| Given task A |
According to the blog post on Family Code section 1101 motions, how long is the statute of limitations, and when does it begin to run?
| Given task B |
Reproduce the passage of the blog post on Family Code section 1101 motions starting with "(b) Except as" and going on through "inspection and copying.".

| Supplied text |

▬▬▬▬▬▬

A motion under Family Code section 1101 for concealment of community property is the topic of this blog post. A motion under Family Code section 1101 can ask for damages and sanctions in a California divorce on the grounds that the other party to the divorce breached their fiduciary duty by not disclosing the existence of community property.

A request filed under Family Code section 1101 is very powerful as the party that failed to disclose the community property can be ordered to pay the other party fifty percent (50%) of the value of the concealed community property and the attorney fees and costs of the other party. If the court determines that malice, fraud or oppression have been shown the court can order the non-disclosing party to pay the other party one hundred percent (100%) of the value of the concealed community property and also has the discretion to order them to pay the attorney fees and costs of the other party.

I do want to stress that there is a three year statute of limitations which begins to run as of the date the petitioning spouse had actual knowledge that the transaction or event for which the remedy is being sought occurred.

Damages and sanctions can also be requested in a legal separation or nullity case. The request is commenced by the filing of a notice of motion or request for order. The motion is filed under the provisions of Family Code sections 721 and 1101 athough other code sections such as Family Code sections 271 and 2100 may also be applicable.

Family Code § 721 outlines the fiduciary duties of spouses in California and states that,

“(a) Subject to subdivision (b), either spouse may enter into any transaction with the other, or with any other person, respecting property, which either might if unmarried.

(b) Except as provided in Sections 143, 144, 146, 16040, and 16047 of the Probate Code, in transactions between themselves, spouses are subject to the general rules governing fiduciary relationships that control the actions of persons occupying confidential relations with each other. This confidential relationship imposes a duty of the highest good faith and fair dealing on each spouse, and neither shall take any unfair advantage of the other. This confidential relationship is a fiduciary relationship subject to the same rights and duties of nonmarital business partners, as provided in Sections 16403, 16404, and 16503 of the Corporations Code, including, but not limited to, the following:

(1) Providing each spouse access at all times to any books kept regarding a transaction for the purposes of inspection and copying.

(2) Rendering upon request, true and full information of all things affecting any transaction that concerns the community property. Nothing in this section is intended to impose a duty for either spouse to keep detailed books and records of community property transactions.

(3) Accounting to the spouse, and holding as a trustee, any benefit or profit derived from any transaction by one spouse without the consent of the other spouse that concerns the community property.”

▬▬▬▬▬▬

[Dataset rows showing where objects appear]
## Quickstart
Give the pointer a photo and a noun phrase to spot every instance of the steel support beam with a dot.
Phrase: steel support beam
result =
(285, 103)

▬▬▬▬▬▬

| Expected output A |
It is three years, beginning on the date the petitioning spouse had actual knowledge that the transaction or event occurred.

| Expected output B |
(b) Except as provided in Sections 143, 144, 146, 16040, and 16047 of the Probate Code, in transactions between themselves, spouses are subject to the general rules governing fiduciary relationships that control the actions of persons occupying confidential relations with each other. This confidential relationship imposes a duty of the highest good faith and fair dealing on each spouse, and neither shall take any unfair advantage of the other. This confidential relationship is a fiduciary relationship subject to the same rights and duties of nonmarital business partners, as provided in Sections 16403, 16404, and 16503 of the Corporations Code, including, but not limited to, the following:

(1) Providing each spouse access at all times to any books kept regarding a transaction for the purposes of inspection and copying.